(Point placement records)
· · ·

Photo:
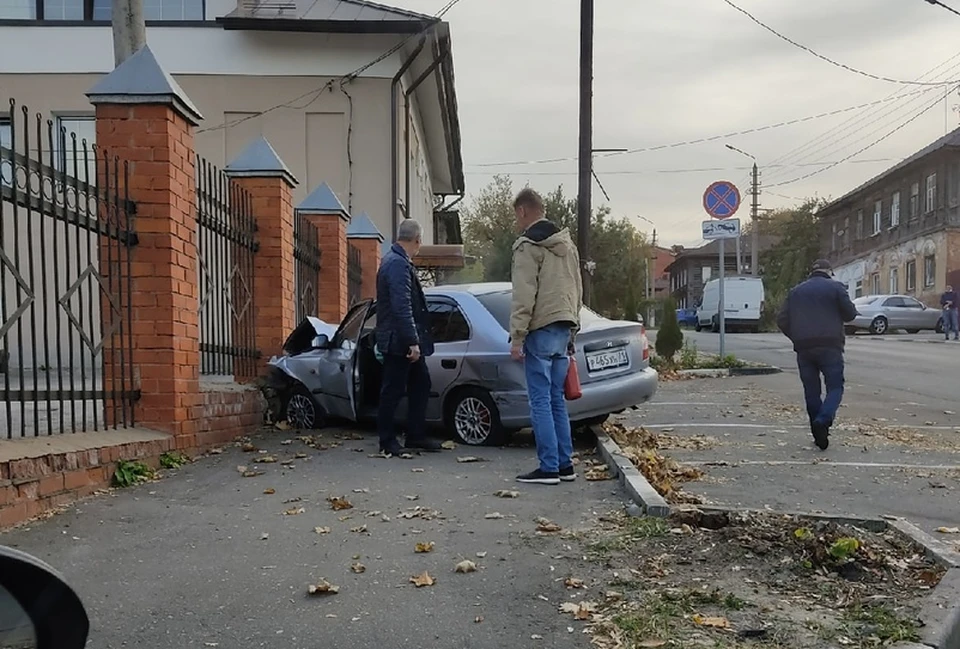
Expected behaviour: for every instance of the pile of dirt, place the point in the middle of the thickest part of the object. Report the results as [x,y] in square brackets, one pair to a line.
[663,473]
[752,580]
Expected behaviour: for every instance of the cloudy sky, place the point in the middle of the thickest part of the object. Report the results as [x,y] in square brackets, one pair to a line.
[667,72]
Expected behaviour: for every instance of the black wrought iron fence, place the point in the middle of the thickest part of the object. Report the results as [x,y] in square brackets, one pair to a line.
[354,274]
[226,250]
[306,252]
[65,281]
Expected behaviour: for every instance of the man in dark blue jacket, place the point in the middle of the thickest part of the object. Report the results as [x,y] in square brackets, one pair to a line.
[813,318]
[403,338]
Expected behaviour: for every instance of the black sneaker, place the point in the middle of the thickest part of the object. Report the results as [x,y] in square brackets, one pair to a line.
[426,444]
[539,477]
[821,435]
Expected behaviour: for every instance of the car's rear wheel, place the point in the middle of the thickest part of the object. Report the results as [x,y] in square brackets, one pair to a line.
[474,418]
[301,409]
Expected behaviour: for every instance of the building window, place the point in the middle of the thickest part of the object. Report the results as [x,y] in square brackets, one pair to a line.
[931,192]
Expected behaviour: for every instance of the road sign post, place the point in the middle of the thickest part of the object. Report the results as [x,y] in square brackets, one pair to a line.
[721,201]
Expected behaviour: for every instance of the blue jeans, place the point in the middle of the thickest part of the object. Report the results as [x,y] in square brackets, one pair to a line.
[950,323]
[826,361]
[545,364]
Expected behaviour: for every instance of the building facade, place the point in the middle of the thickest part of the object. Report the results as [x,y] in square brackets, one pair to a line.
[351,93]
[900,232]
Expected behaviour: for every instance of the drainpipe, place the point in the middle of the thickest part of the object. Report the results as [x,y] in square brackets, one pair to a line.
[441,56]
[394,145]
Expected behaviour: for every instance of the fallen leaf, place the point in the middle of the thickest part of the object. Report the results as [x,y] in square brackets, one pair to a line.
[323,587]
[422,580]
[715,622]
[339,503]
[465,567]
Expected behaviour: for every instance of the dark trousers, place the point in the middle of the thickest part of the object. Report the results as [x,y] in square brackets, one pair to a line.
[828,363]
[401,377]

· · ·

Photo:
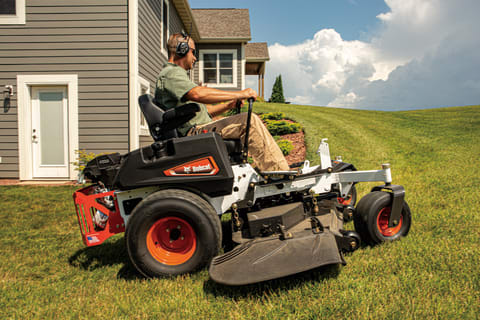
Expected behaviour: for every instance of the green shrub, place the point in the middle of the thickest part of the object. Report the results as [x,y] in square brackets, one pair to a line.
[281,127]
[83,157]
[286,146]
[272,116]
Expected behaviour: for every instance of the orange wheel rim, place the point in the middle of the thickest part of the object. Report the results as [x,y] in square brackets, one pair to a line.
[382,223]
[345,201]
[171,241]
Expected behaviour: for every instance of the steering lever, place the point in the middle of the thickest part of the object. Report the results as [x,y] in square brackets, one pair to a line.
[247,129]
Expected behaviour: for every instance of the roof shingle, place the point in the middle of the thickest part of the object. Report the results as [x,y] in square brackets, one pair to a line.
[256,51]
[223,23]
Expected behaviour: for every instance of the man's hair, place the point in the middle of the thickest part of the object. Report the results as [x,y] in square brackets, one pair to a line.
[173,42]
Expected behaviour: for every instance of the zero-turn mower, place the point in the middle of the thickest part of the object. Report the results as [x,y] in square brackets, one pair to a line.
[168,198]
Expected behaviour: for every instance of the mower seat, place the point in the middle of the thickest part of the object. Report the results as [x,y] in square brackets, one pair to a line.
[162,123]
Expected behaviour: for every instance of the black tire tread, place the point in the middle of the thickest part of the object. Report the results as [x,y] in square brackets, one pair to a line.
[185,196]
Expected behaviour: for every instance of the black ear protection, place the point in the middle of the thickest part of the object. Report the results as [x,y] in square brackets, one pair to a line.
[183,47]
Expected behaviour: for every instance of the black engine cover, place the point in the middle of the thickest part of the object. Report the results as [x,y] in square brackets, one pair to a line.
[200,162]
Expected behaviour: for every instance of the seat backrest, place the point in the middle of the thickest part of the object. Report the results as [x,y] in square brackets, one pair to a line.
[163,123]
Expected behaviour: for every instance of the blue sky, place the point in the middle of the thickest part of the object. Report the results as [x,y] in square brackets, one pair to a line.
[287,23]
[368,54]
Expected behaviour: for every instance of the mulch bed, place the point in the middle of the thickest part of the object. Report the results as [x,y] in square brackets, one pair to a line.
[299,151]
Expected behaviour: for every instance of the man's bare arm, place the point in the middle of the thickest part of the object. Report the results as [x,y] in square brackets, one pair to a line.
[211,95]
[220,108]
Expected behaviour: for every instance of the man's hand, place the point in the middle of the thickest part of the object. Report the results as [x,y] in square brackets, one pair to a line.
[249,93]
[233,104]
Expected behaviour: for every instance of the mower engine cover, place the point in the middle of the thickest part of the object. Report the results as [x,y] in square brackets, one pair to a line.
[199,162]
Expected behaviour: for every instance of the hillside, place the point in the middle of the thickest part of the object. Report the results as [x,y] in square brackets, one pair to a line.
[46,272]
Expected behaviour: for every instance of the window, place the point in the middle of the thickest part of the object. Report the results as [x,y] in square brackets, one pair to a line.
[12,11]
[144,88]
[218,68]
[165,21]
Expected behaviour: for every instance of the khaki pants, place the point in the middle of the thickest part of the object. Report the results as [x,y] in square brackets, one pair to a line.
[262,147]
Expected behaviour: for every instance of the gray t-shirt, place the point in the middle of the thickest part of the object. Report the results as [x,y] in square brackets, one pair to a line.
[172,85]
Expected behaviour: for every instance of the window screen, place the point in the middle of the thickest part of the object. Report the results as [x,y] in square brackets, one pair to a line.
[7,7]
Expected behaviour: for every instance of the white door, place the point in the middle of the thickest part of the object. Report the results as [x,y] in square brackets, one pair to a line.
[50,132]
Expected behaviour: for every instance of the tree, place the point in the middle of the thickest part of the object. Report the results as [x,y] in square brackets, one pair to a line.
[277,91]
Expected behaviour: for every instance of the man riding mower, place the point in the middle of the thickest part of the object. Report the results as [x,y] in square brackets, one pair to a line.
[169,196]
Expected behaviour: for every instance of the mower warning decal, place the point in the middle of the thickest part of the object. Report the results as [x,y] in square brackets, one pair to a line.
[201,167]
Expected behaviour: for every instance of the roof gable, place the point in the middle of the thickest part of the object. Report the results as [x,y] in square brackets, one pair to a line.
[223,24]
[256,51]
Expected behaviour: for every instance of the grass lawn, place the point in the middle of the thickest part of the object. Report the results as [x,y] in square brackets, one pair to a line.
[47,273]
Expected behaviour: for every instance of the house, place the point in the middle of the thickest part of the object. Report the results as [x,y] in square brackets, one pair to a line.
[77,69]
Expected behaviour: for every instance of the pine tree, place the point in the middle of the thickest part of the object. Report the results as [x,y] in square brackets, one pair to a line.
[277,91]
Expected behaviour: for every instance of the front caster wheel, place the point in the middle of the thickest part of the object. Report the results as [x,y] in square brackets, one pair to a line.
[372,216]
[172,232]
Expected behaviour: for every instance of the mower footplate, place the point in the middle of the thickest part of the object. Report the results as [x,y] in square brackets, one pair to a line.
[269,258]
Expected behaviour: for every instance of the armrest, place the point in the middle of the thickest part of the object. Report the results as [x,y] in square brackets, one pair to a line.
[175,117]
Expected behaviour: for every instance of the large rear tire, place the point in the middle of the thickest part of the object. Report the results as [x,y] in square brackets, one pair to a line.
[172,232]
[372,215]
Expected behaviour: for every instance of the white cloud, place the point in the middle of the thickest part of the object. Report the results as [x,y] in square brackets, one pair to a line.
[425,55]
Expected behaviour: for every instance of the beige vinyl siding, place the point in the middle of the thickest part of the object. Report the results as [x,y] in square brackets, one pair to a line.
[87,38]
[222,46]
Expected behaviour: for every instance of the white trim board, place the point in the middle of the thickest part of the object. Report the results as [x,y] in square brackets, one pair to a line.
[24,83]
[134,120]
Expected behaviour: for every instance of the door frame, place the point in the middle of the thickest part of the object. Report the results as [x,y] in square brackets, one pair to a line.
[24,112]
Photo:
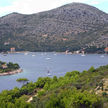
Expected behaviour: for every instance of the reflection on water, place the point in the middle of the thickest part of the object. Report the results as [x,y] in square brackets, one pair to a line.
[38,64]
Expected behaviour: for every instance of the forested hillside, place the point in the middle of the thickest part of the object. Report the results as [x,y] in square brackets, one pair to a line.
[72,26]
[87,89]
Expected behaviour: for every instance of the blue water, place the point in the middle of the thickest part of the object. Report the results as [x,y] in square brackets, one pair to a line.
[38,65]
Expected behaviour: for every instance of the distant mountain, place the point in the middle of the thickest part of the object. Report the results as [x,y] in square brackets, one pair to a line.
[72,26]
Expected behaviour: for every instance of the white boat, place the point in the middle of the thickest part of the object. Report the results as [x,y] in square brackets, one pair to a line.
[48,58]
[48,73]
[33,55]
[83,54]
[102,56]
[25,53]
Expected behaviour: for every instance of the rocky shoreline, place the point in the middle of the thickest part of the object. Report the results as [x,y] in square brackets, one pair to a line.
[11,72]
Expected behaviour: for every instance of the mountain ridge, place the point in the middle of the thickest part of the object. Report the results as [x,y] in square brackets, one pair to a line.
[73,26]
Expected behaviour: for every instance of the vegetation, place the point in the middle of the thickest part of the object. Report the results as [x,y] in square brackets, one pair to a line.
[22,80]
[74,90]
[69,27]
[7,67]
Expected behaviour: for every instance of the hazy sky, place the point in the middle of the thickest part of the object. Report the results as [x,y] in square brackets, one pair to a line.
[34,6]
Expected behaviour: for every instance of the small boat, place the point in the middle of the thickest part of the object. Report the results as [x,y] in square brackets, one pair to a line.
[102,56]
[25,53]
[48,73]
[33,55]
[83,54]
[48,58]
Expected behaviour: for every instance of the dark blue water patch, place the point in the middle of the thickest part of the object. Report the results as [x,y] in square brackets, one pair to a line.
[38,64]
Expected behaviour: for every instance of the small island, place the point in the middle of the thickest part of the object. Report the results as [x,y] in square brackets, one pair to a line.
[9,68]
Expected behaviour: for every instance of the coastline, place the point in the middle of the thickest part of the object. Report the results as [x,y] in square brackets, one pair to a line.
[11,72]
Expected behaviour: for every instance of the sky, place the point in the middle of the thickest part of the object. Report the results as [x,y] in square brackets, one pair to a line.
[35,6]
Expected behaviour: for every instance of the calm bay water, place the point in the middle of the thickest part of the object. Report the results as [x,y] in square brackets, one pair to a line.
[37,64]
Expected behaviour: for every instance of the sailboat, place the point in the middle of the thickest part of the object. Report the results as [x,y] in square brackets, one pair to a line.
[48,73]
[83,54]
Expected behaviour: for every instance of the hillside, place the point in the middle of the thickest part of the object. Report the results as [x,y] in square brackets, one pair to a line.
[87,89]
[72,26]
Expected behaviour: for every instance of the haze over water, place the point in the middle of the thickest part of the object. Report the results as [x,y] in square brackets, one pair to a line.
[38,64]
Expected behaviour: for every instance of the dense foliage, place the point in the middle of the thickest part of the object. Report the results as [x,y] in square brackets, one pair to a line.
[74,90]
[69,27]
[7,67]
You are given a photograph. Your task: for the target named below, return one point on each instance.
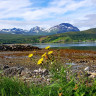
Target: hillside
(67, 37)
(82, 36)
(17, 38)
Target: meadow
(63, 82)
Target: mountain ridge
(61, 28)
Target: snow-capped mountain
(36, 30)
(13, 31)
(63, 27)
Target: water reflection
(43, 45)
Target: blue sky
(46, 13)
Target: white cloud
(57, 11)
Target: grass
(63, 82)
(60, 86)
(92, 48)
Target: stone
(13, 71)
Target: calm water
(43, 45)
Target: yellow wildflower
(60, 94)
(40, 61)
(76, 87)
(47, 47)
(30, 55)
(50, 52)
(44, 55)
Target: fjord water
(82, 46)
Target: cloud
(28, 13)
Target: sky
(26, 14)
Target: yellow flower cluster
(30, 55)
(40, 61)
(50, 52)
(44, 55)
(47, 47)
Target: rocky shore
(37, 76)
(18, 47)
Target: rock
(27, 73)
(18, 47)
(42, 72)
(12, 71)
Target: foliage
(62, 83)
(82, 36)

· · ·

__INSTRUCTIONS FOR THE TASK__. From the data above, pick out every line that contains the word "reflection" and copy those lines. Letter case counts.

__ANSWER FOR THE TASK__.
Expected behaviour: for every instance of the reflection on water, place the point in the middle of the thickest part of the object. Report the results as [x,y] in square brackets, one pair to a line.
Target: water reflection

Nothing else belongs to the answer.